Leaving out the pictures, output the lines from the one that contains "Task: indicate the blue mazda" through the end of the material, exactly as they stand.

----

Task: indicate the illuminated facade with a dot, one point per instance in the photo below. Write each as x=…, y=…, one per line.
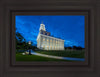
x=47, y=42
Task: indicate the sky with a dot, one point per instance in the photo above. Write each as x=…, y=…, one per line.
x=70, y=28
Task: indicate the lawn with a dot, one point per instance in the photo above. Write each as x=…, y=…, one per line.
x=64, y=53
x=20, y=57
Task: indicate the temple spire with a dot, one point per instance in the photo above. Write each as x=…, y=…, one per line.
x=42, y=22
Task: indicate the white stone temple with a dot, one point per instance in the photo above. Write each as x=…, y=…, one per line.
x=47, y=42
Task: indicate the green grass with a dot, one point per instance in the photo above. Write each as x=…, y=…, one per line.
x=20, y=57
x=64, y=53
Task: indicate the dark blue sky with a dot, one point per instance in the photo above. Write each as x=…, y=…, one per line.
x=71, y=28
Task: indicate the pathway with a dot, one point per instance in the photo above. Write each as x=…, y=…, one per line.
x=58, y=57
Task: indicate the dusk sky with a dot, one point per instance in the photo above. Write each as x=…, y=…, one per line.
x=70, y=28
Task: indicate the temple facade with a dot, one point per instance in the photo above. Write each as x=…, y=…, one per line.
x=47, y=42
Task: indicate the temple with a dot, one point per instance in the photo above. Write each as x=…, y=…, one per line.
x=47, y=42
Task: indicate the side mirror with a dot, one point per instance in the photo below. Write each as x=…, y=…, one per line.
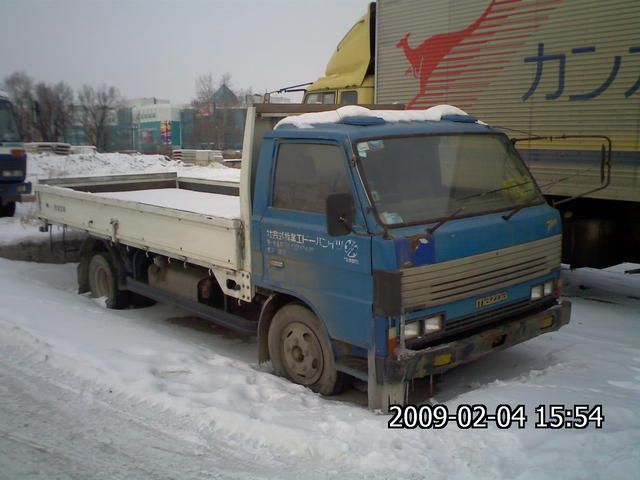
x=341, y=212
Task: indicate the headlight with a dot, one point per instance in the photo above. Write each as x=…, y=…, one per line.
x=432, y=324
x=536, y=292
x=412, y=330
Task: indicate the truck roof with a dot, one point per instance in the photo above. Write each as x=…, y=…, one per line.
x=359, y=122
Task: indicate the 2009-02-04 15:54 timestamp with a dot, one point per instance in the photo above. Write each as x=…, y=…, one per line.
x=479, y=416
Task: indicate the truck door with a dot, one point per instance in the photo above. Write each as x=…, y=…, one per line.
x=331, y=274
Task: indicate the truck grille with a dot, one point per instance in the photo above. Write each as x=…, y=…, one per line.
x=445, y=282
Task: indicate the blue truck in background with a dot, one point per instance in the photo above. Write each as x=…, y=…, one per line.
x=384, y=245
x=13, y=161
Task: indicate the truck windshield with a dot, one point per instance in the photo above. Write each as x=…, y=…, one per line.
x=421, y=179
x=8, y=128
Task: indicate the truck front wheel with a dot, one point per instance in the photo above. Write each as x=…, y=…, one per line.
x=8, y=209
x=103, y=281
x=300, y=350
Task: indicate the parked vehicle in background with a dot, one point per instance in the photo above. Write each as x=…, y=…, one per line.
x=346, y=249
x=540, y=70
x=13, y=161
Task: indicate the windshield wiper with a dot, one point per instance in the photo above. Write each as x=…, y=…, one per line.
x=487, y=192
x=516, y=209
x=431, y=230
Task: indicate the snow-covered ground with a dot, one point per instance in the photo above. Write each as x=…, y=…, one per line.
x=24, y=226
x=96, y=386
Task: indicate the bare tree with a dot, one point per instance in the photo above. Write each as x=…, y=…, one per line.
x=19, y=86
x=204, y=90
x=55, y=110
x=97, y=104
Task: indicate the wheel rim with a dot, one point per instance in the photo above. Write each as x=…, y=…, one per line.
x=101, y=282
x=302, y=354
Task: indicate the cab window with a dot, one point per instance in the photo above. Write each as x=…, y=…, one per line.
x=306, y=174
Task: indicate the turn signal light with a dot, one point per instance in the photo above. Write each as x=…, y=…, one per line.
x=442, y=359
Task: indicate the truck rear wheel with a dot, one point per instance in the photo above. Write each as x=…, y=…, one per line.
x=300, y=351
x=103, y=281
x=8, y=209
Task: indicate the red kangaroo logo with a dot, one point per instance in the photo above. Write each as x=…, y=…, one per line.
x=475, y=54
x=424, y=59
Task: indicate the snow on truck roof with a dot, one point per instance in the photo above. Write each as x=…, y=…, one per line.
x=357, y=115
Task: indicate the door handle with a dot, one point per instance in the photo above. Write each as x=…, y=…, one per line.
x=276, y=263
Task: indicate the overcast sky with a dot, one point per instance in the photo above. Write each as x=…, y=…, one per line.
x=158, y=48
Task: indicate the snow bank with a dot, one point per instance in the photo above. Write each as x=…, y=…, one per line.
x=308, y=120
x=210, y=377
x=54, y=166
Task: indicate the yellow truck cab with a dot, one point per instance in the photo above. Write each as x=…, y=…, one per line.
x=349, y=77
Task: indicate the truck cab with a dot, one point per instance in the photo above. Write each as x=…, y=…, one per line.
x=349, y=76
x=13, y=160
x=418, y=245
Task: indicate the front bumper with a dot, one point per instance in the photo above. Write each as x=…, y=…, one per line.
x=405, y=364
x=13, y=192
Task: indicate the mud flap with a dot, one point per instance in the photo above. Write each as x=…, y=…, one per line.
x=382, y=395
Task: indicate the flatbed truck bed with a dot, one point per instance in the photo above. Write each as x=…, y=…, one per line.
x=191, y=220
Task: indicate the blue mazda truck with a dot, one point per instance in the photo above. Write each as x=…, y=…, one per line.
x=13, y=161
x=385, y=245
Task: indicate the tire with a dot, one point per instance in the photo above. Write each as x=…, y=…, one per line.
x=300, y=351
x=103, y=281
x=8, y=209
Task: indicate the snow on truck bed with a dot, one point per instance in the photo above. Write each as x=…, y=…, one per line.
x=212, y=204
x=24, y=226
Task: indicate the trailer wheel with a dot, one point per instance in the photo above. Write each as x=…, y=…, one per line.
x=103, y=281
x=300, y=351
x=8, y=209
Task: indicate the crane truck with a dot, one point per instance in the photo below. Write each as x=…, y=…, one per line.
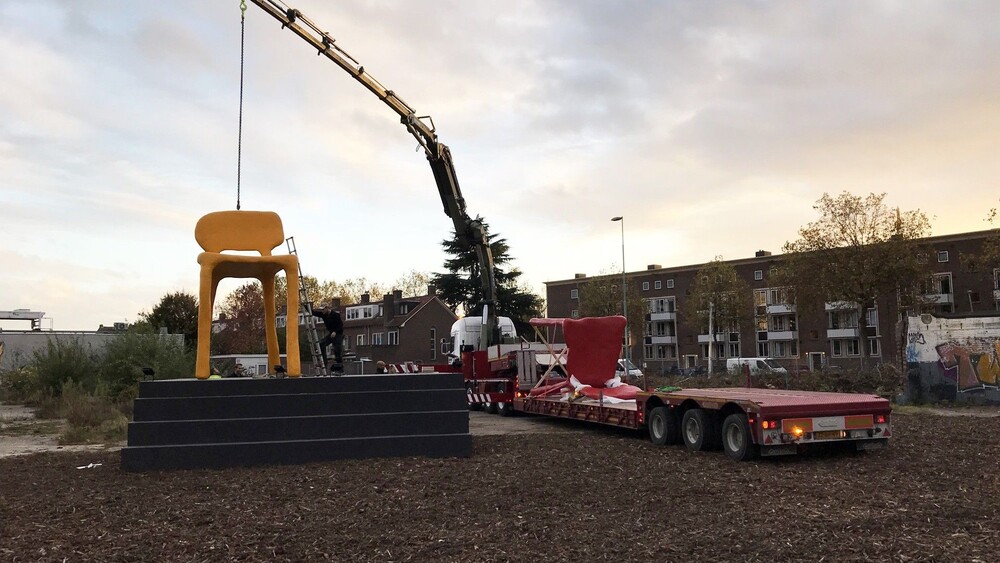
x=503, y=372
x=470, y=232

----

== ANSWER AREA ==
Task: indicate the blue mazda truck with a dot, one point per instance in the photo above. Write each as x=…, y=…, one per line.
x=13, y=161
x=385, y=245
Task: indicate the tire with a dot, one point per instance in the photo above. Write each as x=…, y=…, one per line.
x=300, y=351
x=103, y=281
x=8, y=209
Task: indicate the snow on truck bed with a dot, one point per instance in the photo above. Write each as x=…, y=…, one per line.
x=212, y=204
x=24, y=226
Task: indicate the trailer wheel with a dot, one point per instance in the photo above. Write each as x=…, y=…, one per line.
x=103, y=281
x=300, y=351
x=8, y=209
Task: indicate the crane truck with a dot, one point per instance in the photo below. Write each as x=…, y=…, one per line.
x=503, y=372
x=470, y=232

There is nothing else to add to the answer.